■ **DIRECTIVE**:
Tally the lines in the data below that contain the string "outline" and reply with that number alone.

■ **RECORDS TO USE**:
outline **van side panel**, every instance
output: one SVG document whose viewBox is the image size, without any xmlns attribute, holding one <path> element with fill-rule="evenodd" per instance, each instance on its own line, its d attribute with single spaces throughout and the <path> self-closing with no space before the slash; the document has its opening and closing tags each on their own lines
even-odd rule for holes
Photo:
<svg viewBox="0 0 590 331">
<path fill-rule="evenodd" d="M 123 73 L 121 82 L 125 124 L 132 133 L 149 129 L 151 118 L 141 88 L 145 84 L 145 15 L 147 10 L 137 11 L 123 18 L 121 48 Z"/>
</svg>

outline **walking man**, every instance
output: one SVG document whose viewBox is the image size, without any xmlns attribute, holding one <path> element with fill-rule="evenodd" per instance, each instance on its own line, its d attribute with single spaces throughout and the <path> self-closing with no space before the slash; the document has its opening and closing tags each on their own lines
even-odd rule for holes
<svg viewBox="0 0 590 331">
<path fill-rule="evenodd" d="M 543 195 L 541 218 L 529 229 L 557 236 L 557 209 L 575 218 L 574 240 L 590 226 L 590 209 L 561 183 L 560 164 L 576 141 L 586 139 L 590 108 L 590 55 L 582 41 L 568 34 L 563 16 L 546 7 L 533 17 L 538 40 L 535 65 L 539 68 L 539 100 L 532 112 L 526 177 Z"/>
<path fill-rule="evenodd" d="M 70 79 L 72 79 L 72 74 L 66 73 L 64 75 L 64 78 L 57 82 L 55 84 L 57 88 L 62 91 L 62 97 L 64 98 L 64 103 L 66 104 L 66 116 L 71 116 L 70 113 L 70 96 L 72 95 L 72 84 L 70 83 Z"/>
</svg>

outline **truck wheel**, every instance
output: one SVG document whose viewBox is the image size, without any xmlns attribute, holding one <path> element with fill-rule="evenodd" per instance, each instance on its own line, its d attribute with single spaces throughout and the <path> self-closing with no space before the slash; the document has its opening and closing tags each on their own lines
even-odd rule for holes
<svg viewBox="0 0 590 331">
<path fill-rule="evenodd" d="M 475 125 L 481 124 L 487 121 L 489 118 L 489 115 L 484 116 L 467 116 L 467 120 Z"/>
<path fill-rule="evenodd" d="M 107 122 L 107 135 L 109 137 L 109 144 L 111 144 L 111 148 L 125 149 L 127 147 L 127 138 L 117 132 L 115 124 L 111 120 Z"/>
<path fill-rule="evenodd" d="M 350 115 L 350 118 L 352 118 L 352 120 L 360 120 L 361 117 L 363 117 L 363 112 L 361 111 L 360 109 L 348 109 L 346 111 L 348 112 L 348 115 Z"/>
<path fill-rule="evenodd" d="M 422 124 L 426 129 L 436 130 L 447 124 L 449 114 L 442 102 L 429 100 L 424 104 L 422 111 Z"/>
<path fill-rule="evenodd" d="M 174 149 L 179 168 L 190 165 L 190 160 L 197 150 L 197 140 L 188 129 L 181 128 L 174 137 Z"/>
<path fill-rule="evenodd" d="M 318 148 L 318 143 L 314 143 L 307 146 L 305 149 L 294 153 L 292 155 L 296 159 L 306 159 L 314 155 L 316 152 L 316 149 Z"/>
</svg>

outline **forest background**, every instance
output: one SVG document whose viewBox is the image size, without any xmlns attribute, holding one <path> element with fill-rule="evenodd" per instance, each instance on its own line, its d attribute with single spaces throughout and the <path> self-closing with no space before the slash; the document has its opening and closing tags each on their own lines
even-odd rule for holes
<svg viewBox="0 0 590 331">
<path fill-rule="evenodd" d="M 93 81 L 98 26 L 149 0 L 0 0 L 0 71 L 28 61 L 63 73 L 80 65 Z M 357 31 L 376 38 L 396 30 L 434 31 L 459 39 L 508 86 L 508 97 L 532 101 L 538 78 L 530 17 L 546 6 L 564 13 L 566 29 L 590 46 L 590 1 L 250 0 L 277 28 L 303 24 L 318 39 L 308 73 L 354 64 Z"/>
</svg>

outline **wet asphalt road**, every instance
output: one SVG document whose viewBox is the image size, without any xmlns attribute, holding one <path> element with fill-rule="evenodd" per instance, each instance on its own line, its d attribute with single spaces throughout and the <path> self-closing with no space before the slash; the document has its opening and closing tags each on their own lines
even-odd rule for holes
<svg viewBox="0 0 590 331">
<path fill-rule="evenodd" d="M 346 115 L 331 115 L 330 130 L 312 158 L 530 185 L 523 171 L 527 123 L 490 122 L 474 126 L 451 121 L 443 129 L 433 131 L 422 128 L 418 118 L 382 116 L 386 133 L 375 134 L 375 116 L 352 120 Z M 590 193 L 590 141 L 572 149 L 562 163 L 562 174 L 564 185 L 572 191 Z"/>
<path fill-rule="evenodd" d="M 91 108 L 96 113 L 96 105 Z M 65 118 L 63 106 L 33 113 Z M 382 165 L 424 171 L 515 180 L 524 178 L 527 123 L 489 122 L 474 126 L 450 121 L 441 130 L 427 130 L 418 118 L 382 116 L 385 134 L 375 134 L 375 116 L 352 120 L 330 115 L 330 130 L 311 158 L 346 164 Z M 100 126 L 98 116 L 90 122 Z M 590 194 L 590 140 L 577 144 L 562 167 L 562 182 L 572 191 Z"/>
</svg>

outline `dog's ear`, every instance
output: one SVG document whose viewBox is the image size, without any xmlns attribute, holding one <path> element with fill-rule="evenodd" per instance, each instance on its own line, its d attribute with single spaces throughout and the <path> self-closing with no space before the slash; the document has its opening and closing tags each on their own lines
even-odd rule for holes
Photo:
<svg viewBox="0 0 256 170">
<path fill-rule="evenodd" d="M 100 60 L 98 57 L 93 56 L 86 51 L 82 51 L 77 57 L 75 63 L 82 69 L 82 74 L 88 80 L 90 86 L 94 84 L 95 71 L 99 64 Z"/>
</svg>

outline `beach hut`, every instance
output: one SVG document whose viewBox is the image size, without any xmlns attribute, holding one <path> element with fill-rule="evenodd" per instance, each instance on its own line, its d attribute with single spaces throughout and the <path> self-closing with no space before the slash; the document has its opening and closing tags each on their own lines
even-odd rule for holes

■ **RESPONSE TO THIS TASK**:
7